Data supplied Block Start

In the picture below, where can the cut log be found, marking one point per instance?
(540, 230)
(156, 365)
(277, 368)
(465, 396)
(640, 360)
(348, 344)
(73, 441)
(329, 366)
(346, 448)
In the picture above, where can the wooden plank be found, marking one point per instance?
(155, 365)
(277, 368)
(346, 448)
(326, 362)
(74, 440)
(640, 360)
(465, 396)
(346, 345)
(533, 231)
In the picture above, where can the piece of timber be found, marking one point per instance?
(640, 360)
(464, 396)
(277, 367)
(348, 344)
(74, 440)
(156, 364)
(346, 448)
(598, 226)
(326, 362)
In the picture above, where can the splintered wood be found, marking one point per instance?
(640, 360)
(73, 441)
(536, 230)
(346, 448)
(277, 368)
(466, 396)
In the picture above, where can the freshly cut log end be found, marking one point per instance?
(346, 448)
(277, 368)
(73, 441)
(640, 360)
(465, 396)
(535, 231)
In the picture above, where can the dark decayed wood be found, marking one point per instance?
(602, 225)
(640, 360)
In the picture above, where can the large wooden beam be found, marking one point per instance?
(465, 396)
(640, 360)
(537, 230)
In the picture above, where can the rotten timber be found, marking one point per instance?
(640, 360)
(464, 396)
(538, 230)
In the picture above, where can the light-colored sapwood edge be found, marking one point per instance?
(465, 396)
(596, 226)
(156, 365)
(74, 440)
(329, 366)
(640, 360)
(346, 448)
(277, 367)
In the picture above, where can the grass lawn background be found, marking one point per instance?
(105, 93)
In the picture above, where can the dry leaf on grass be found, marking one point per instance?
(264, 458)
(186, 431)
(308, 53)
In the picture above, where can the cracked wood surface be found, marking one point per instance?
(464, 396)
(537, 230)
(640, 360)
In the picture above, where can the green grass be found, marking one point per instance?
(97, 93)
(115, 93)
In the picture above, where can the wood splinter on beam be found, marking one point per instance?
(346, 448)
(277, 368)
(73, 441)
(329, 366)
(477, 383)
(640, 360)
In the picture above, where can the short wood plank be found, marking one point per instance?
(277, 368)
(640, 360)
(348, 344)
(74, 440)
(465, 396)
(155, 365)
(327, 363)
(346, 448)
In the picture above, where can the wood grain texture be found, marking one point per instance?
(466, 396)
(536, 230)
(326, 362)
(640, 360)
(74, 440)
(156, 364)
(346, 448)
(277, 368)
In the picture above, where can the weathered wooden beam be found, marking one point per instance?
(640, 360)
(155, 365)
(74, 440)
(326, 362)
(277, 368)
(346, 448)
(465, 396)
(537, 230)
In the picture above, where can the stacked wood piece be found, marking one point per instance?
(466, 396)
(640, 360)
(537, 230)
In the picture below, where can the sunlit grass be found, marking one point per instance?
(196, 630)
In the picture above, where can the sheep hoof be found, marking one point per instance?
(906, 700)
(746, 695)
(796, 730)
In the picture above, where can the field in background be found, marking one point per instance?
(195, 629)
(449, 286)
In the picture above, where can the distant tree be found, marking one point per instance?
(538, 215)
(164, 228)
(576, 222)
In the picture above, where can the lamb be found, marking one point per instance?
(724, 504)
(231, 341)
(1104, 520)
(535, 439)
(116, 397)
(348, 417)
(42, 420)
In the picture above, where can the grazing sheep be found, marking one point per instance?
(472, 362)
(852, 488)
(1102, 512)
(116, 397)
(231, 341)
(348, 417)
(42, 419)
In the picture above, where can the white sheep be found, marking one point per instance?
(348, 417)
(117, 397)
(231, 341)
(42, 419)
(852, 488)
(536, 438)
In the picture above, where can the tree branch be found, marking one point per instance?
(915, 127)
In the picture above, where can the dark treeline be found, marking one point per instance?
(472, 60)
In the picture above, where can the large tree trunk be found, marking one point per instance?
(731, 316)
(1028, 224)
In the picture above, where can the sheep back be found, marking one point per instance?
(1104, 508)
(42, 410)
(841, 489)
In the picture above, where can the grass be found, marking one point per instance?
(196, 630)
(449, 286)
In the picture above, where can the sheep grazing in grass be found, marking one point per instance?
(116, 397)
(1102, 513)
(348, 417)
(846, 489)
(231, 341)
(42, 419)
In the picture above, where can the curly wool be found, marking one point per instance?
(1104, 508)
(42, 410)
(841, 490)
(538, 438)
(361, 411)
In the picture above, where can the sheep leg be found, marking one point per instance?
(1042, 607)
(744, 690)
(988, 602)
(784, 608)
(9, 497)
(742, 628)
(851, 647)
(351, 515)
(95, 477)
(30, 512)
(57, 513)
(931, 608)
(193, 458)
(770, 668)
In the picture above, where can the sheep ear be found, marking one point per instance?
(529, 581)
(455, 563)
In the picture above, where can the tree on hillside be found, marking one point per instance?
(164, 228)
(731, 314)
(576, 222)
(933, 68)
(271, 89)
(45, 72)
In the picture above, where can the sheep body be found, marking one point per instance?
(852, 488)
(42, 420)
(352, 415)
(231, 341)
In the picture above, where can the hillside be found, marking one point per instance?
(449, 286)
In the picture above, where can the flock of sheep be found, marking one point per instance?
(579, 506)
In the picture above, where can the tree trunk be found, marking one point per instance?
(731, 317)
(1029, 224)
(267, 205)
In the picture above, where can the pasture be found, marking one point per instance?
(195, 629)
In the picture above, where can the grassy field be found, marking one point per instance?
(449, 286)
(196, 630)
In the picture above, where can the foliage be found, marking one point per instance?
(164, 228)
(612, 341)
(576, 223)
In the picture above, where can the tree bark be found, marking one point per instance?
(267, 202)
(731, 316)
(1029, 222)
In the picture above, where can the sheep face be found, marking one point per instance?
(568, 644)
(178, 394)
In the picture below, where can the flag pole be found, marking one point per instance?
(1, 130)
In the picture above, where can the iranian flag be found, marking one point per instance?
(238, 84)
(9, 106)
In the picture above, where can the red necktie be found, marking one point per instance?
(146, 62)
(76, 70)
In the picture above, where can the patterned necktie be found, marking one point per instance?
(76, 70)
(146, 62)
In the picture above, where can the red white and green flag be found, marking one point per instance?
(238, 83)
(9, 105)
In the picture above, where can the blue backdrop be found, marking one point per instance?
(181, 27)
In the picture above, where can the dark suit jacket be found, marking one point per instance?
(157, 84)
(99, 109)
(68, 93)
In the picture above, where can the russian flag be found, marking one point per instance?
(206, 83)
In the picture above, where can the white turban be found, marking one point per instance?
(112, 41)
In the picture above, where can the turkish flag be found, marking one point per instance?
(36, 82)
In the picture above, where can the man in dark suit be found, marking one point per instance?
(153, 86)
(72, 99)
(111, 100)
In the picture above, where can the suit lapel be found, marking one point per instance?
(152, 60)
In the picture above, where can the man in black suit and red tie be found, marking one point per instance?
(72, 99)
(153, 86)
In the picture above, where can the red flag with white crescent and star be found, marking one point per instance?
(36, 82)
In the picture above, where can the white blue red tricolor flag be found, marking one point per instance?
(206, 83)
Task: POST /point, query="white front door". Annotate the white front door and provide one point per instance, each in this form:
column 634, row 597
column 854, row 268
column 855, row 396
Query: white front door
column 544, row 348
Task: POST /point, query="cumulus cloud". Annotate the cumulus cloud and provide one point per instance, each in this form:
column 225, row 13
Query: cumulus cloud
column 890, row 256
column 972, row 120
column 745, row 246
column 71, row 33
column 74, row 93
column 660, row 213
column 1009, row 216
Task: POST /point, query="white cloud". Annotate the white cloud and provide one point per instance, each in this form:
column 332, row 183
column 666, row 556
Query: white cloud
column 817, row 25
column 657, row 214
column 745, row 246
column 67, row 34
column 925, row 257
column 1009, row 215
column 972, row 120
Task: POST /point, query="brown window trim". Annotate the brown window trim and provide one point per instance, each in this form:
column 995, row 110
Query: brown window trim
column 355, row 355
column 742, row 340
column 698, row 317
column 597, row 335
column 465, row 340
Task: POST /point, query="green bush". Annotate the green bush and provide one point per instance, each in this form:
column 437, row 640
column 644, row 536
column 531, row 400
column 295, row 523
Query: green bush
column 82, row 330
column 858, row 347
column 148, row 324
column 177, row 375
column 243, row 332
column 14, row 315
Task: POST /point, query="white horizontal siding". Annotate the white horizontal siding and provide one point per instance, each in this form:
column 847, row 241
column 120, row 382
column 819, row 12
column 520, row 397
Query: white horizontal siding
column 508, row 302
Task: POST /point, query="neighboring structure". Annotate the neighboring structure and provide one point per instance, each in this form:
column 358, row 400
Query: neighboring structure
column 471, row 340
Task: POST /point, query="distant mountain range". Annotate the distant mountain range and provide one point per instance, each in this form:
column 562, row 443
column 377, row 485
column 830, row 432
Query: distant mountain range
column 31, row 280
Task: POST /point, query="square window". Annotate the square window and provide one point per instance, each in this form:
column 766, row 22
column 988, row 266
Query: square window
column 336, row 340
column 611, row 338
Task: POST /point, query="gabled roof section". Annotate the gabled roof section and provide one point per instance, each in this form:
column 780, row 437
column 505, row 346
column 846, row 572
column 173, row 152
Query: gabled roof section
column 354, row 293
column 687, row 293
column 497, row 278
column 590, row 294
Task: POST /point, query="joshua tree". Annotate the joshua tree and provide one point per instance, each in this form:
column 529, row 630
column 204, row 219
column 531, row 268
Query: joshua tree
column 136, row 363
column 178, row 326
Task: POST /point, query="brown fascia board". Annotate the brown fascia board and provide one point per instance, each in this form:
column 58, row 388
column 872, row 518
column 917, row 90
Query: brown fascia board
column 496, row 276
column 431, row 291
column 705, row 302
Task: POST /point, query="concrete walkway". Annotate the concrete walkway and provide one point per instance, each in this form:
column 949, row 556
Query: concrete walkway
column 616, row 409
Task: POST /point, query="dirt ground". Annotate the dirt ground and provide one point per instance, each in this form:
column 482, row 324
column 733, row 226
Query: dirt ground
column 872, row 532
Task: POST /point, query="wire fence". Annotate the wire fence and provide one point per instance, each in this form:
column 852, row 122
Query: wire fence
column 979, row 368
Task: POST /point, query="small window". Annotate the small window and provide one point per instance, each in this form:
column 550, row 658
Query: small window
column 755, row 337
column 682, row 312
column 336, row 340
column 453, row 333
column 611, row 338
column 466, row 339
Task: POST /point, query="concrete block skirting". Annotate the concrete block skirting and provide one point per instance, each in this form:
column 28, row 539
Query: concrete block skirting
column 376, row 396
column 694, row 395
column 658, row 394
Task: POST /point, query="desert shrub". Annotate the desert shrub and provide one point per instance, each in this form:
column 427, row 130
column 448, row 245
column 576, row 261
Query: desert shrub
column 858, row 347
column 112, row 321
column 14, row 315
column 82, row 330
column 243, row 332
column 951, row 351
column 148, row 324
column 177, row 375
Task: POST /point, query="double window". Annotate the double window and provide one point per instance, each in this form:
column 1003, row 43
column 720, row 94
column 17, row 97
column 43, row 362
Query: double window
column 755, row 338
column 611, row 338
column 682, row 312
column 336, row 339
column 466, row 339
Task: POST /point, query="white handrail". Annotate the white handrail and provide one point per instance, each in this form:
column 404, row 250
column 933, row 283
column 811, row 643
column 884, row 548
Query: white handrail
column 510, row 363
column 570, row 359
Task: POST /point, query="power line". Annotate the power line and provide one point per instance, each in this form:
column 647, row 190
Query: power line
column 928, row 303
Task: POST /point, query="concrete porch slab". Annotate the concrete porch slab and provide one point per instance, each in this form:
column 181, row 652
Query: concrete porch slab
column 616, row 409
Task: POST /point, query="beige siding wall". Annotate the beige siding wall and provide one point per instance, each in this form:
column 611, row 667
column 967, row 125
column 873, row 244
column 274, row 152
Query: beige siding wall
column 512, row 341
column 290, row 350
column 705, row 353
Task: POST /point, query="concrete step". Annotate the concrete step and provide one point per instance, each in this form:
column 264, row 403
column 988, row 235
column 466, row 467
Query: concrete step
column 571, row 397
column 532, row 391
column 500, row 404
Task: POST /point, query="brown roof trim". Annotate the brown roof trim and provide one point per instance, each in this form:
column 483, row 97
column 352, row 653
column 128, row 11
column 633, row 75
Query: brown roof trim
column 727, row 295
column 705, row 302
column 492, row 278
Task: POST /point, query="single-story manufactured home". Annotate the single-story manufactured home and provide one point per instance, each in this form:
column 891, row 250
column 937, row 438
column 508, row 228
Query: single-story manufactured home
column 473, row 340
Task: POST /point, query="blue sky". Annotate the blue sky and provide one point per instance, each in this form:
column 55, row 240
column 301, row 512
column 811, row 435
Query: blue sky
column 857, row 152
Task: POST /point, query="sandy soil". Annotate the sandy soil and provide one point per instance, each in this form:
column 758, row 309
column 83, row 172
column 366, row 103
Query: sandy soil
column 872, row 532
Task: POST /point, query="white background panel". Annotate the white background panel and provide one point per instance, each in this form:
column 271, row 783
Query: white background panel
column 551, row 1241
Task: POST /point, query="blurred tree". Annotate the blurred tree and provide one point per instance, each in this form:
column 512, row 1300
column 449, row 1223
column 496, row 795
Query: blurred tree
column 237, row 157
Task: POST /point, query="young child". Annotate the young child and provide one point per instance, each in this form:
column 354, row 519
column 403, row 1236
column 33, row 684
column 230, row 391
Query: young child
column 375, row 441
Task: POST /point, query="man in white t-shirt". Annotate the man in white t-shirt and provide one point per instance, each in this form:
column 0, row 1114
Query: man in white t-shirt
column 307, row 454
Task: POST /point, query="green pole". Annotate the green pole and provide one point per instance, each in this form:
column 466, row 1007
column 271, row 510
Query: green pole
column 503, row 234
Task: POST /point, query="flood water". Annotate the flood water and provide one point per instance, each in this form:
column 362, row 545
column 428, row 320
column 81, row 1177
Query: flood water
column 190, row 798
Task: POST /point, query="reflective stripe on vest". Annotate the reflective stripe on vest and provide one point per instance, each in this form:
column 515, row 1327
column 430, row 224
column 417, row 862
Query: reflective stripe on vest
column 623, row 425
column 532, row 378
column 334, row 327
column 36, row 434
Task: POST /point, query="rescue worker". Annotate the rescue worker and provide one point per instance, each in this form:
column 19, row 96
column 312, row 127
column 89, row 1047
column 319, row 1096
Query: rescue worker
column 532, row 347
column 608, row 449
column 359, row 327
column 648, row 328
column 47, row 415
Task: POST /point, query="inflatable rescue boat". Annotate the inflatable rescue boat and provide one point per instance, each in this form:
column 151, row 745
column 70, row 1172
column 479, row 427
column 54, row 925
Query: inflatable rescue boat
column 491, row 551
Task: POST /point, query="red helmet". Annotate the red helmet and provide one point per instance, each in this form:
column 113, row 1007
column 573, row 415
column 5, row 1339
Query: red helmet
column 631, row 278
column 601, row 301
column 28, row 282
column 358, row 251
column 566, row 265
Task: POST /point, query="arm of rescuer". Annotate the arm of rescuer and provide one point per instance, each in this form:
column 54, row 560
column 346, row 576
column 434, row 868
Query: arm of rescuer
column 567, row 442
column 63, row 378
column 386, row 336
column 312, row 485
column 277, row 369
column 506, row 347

Data supplied Block End

[Your task] Taking the entries above, write out exactly each line from the one holding "Query: square window" to the one holding "column 576, row 261", both included, and stop there.

[Task output]
Query: square window
column 336, row 340
column 611, row 338
Task: POST /point, query="gabled roof section". Annotate the gabled roof section and provide one point per instance, each in this form:
column 780, row 437
column 505, row 346
column 846, row 572
column 173, row 152
Query: gabled roof section
column 354, row 293
column 687, row 293
column 497, row 278
column 590, row 294
Task: POST /point, query="joshua tree". Annotate the joshua tree and provide one point per instance, each in this form:
column 529, row 630
column 204, row 219
column 531, row 268
Query: joshua tree
column 136, row 363
column 178, row 326
Task: POST /point, query="brown fascia board". Annotate the brown fascia board and provide one point per instance, each in this form:
column 58, row 388
column 872, row 518
column 917, row 90
Query: brown fascia board
column 496, row 276
column 431, row 291
column 705, row 302
Task: POST /point, query="concrete walkway". Annotate the concrete walkway and provide one point per instance, each in this form:
column 949, row 556
Query: concrete walkway
column 616, row 409
Task: POST /point, query="dirt ground". Annotate the dirt ground and provide one point per instance, each in this form:
column 482, row 324
column 733, row 226
Query: dirt ground
column 872, row 532
Task: POST /point, query="wire fence". Annotate the wire fence and provide one point per instance, each in this form:
column 852, row 122
Query: wire fence
column 979, row 368
Task: POST /point, query="small window". Annotate the small window and provide one point per instance, each in this form:
column 550, row 658
Query: small window
column 755, row 337
column 682, row 312
column 336, row 340
column 453, row 333
column 611, row 338
column 466, row 339
Task: POST /point, query="concrete block skirting". Annotate the concrete block skirting and provide one point per instance, each in this form:
column 28, row 539
Query: concrete block skirting
column 376, row 396
column 694, row 395
column 658, row 394
Task: POST /point, query="desert shrub". Annotate the desert shrub and provide one point per instance, each in this form:
column 427, row 130
column 448, row 245
column 576, row 261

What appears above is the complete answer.